Rewrite the data below with "marker" changed to "point" and every other part left as it is.

Data collection records.
%%
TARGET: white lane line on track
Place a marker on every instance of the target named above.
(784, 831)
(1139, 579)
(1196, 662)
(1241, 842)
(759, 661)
%%
TASK RESPONSE.
TARGET: white lane line on track
Place a point on every instance of the target named above.
(784, 831)
(1139, 579)
(1196, 662)
(1241, 842)
(759, 661)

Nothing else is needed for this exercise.